--- START ---
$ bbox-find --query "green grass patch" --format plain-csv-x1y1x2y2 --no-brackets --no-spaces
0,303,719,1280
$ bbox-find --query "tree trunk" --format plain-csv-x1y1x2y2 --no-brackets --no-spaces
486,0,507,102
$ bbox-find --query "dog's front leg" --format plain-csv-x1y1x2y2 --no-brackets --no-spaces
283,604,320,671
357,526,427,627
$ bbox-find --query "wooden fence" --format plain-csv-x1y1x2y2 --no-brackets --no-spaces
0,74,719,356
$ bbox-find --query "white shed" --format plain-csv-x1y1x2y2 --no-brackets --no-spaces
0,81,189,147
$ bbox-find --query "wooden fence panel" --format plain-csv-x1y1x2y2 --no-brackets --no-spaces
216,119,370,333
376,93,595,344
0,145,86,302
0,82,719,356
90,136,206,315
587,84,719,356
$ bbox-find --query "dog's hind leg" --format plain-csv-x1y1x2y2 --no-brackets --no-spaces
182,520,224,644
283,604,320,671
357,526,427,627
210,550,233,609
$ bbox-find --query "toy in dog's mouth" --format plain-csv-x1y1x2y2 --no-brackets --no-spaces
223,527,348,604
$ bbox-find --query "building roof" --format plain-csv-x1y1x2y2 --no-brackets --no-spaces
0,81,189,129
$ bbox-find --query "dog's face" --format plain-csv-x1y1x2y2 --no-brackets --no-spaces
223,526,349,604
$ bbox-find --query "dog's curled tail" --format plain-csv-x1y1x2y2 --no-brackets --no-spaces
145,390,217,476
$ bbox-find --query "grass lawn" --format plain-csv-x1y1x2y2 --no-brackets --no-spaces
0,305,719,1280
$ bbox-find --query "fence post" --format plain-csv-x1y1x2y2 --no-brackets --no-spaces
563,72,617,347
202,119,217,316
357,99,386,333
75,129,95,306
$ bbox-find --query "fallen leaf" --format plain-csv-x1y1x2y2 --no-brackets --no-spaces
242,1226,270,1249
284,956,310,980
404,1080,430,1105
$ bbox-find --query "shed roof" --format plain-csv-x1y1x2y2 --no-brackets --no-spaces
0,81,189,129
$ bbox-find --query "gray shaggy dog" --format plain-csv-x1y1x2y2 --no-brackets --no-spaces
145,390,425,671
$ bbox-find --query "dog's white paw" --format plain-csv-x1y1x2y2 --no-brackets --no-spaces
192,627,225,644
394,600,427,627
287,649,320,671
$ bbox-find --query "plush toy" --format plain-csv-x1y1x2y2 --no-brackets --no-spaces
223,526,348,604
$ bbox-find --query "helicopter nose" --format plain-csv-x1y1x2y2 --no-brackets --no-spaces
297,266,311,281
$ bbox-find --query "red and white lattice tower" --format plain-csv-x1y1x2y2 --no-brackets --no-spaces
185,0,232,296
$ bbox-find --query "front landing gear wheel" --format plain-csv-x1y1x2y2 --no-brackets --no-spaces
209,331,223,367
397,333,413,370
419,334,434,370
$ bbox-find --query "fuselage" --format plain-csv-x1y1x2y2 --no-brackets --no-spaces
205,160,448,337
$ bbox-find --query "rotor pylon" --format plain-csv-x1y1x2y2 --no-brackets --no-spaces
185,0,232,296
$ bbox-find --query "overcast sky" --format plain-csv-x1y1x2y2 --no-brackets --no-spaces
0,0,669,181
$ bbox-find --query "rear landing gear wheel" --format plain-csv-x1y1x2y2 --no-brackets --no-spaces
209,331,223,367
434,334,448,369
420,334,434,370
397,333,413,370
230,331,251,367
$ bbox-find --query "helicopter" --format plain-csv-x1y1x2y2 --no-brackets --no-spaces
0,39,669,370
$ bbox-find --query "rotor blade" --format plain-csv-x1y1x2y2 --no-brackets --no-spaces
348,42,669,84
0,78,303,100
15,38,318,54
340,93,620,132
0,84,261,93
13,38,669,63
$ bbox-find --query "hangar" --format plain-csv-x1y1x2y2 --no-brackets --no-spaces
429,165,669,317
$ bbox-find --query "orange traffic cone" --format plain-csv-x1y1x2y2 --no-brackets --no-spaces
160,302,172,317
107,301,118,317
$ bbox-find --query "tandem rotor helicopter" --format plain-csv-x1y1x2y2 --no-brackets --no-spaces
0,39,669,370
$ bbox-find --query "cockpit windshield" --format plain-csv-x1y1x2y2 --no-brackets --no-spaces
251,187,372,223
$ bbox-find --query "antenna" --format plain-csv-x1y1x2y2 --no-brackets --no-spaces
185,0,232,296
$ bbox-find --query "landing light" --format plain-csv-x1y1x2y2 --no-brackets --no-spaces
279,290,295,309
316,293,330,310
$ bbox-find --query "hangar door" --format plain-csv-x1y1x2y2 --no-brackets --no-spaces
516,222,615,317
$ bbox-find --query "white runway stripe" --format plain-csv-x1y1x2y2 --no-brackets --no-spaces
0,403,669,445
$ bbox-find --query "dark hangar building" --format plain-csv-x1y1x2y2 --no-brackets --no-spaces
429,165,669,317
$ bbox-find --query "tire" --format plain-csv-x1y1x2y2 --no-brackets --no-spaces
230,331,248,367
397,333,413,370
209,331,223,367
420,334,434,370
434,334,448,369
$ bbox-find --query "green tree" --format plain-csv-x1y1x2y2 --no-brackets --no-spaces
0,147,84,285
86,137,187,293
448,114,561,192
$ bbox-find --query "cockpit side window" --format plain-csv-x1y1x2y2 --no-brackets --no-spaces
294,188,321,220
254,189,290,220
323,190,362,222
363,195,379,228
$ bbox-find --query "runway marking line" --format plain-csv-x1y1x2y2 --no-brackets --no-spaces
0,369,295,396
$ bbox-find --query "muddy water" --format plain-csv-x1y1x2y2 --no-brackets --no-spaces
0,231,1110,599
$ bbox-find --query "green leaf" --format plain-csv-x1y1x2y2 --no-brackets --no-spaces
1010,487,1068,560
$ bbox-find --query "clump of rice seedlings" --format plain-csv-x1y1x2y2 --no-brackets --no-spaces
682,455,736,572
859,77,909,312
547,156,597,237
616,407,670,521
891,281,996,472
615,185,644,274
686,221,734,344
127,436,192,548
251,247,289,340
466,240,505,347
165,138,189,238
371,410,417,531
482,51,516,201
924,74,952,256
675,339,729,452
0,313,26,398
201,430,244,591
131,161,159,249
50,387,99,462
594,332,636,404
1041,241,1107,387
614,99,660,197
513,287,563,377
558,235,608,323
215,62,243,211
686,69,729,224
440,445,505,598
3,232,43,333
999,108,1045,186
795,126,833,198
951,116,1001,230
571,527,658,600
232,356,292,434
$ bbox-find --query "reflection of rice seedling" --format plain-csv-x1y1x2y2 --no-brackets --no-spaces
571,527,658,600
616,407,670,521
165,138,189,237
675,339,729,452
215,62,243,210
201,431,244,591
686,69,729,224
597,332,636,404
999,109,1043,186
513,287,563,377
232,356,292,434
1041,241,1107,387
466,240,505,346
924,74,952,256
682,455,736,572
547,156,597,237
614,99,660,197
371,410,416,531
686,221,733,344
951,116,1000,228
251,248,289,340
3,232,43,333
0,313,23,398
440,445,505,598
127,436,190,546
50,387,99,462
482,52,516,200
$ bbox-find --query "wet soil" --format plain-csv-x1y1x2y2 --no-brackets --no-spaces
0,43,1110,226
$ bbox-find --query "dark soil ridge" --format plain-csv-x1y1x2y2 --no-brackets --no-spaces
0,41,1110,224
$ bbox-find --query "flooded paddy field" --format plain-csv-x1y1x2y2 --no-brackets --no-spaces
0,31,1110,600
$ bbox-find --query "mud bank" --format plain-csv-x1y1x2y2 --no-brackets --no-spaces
--- END ---
AIM:
List every line above that contains the word "wheel".

THE SOLUTION:
$ bbox-find --query "front landing gear wheel" --format plain-csv-x1y1x2y2 --no-brackets --no-spaces
$ bbox-find --query "rear landing gear wheel" --format plain-csv-x1y1x2y2 --no-brackets --no-spaces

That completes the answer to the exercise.